[Objetivo da tarefa]: Reproduza todos os registros abaixo, linha por linha e sem qualquer alteração. Deixe as imagens de fora da resposta.

==*==

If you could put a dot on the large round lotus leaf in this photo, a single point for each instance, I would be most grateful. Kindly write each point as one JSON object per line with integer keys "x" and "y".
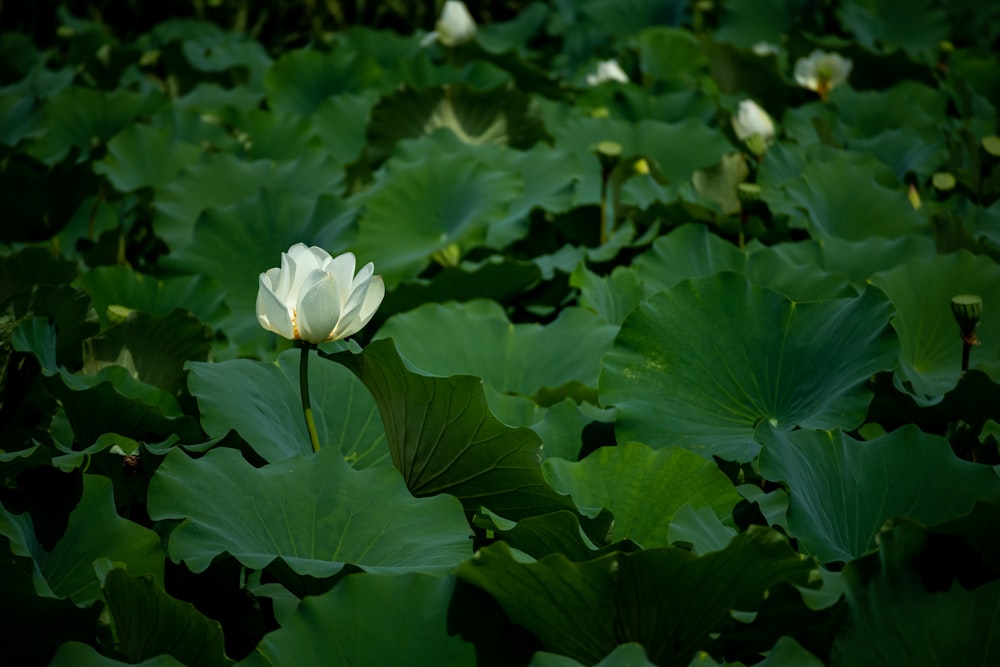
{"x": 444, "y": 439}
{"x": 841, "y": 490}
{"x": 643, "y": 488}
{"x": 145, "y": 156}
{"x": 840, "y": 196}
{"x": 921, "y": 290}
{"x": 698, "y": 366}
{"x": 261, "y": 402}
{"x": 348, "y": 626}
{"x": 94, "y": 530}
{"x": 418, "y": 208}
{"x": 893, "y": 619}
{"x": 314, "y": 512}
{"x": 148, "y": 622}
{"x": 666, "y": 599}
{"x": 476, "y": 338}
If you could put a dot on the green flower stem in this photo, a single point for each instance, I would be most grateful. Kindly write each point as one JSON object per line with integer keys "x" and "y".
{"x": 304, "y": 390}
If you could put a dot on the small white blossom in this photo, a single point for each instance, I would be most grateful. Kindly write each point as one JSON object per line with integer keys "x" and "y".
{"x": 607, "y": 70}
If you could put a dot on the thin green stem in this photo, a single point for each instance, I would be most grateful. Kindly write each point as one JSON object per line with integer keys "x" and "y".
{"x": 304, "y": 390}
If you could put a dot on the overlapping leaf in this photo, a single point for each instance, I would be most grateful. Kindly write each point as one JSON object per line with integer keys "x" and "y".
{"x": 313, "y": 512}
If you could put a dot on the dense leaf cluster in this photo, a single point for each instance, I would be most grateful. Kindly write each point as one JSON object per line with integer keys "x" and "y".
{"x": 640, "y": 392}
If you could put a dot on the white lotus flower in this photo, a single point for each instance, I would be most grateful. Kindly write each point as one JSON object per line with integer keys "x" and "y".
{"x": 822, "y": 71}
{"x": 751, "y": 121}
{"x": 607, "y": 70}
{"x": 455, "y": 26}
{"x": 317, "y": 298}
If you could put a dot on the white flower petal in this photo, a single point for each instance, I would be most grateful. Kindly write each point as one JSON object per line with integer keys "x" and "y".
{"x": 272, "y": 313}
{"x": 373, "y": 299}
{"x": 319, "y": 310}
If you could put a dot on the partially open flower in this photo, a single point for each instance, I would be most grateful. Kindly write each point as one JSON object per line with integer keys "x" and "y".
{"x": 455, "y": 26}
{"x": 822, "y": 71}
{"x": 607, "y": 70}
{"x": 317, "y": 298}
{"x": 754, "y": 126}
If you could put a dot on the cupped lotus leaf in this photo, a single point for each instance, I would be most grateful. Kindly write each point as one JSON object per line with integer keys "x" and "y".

==*==

[Resolução proposta]:
If you could put a dot on the large round lotus leaf in this photo, a single point for each instance, I would be most grateful. Kindly write each point as one JSON object per line with integer keys "x" and "y".
{"x": 444, "y": 439}
{"x": 841, "y": 490}
{"x": 643, "y": 488}
{"x": 145, "y": 156}
{"x": 840, "y": 196}
{"x": 921, "y": 290}
{"x": 698, "y": 366}
{"x": 261, "y": 402}
{"x": 348, "y": 626}
{"x": 94, "y": 530}
{"x": 418, "y": 208}
{"x": 893, "y": 619}
{"x": 314, "y": 512}
{"x": 148, "y": 622}
{"x": 666, "y": 599}
{"x": 476, "y": 338}
If you could put a dot on the green flower stem in this photo, a single point for each instance, I would be most grateful. Kindly write each point as one JSON object per line with integer keys "x" and "y".
{"x": 304, "y": 390}
If you could put a dot on the small white blossom in this photo, a single point for each instance, I would be most grateful. Kindly write each point as one JSON object per line with integer keys "x" and "y".
{"x": 607, "y": 70}
If you could put a dot on the thin green stem in this photo, a single point for each instance, I would be most grateful. Kindly write each point as one JSON object per line with integer keys "x" and "y".
{"x": 304, "y": 390}
If you could put a dot on the overlapping leaf in this photo, a single point for each instance, I would be most grateful. Kindly write each point as one JSON object per line with integer keys "x" and "y".
{"x": 313, "y": 512}
If you could put a dot on the dense leaf cluster in this photo, a single point for each instance, I would be most grateful. Kindly write each point as one JSON object per line with integer keys "x" and "y".
{"x": 640, "y": 392}
If you could put a dot on the white lotus flower in this photo, a single point for each instance, I would be most grateful. Kindly write each point as one JSON object per line with integer keys "x" and "y".
{"x": 822, "y": 71}
{"x": 751, "y": 121}
{"x": 607, "y": 70}
{"x": 455, "y": 26}
{"x": 317, "y": 298}
If you could put a dot on the white flower petal in this photo, a single point for each instance, I would be most grateful. Kindly write each point as one JSON object per line with integer keys "x" and "y".
{"x": 272, "y": 313}
{"x": 373, "y": 299}
{"x": 319, "y": 310}
If you could put a dot on the partially open flower in this photo, a single point for each instance, I would be most grateful. Kindly write each point as one JSON object per line with integer keys "x" and "y".
{"x": 455, "y": 26}
{"x": 822, "y": 71}
{"x": 607, "y": 70}
{"x": 317, "y": 298}
{"x": 754, "y": 126}
If you could put a dot on the cupped lotus leaf in this photo, a single point for each instance, I would be most grateful. Kindly write each point as one JSON object per line with integer keys "x" and "y".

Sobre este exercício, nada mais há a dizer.